Record list
.....

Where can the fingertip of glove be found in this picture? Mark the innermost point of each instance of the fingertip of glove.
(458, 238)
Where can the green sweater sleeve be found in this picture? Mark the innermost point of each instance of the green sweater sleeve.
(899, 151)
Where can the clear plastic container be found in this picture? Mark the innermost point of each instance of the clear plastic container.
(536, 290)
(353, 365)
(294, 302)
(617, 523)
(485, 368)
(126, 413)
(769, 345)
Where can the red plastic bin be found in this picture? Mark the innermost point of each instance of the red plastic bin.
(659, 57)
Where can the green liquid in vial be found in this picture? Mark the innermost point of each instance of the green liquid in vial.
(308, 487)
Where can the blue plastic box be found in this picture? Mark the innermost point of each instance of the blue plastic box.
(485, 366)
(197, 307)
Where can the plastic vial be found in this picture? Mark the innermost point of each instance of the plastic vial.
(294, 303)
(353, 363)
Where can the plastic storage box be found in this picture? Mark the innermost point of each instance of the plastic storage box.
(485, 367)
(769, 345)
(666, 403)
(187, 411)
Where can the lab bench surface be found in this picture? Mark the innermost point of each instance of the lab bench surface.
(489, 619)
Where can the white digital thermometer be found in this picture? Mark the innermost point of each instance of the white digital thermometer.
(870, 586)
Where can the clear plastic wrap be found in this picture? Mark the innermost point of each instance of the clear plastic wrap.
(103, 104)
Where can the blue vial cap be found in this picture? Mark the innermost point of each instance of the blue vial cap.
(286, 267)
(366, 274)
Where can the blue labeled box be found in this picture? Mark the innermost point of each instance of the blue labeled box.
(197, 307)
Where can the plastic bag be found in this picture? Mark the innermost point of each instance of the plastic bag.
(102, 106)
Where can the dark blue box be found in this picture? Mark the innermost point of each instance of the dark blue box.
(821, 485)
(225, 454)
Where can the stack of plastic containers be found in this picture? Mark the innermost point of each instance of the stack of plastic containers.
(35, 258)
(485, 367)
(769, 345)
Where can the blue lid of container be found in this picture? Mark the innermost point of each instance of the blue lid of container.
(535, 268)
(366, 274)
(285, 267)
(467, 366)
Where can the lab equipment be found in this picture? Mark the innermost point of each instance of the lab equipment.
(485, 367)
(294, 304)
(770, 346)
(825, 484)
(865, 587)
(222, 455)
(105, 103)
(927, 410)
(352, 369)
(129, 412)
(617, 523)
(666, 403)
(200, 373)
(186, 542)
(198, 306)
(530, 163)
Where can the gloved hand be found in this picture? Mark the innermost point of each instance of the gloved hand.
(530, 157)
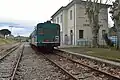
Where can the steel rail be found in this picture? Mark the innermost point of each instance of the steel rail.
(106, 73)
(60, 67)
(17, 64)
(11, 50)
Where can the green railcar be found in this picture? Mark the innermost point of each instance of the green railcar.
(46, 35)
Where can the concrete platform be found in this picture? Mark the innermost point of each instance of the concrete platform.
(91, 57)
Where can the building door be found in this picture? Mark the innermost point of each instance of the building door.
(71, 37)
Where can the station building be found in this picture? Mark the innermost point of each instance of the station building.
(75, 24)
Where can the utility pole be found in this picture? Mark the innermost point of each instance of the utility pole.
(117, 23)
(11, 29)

.....

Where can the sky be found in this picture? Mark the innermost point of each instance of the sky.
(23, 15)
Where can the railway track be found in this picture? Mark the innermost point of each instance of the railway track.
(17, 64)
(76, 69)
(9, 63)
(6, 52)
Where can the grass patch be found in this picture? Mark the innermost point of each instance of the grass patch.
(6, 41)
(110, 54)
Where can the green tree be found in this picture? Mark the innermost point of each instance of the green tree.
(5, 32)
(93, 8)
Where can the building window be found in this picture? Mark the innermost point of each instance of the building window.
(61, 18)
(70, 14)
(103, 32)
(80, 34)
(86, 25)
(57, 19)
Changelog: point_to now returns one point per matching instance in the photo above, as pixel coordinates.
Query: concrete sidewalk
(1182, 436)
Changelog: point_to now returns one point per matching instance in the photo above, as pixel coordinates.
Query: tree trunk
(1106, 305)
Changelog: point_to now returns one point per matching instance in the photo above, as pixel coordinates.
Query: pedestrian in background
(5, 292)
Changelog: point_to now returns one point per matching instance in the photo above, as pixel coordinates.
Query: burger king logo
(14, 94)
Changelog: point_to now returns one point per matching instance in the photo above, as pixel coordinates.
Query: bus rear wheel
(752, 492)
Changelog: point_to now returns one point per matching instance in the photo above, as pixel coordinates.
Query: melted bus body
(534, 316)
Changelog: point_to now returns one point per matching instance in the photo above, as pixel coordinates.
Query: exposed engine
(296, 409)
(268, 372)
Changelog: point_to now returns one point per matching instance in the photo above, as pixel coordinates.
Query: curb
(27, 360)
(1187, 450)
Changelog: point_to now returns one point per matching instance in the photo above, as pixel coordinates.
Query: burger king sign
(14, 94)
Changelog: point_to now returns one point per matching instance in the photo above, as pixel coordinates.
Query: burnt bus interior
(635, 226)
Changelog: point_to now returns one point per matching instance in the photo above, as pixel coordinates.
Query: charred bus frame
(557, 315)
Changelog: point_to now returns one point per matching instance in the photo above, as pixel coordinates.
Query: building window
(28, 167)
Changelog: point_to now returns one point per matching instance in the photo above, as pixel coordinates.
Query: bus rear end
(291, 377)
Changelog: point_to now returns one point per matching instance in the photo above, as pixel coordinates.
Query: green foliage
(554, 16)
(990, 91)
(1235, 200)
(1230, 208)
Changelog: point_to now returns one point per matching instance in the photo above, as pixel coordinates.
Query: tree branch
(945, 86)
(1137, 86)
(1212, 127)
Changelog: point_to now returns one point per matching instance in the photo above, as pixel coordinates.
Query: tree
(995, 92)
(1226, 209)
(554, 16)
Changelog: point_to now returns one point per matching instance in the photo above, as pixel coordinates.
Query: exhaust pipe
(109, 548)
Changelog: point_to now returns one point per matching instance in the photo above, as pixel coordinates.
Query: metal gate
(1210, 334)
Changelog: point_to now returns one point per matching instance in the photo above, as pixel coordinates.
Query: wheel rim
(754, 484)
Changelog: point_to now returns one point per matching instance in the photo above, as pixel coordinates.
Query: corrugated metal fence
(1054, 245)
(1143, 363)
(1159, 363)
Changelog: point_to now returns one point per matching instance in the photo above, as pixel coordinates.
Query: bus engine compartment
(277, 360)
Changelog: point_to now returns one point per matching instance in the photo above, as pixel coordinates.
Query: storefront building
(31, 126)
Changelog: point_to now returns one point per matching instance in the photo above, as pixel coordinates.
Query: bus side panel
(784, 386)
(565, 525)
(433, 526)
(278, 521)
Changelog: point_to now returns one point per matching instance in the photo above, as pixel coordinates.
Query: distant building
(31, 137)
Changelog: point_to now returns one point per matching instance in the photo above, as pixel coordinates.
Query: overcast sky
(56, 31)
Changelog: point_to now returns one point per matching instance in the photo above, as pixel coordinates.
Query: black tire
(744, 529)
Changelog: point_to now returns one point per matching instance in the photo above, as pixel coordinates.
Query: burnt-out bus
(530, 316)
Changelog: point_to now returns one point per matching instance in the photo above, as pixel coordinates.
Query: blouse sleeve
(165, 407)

.....

Work to do
Count the lines in the entries above that contain the word "rear", with case taken into account, and give only that number.

Task answer
2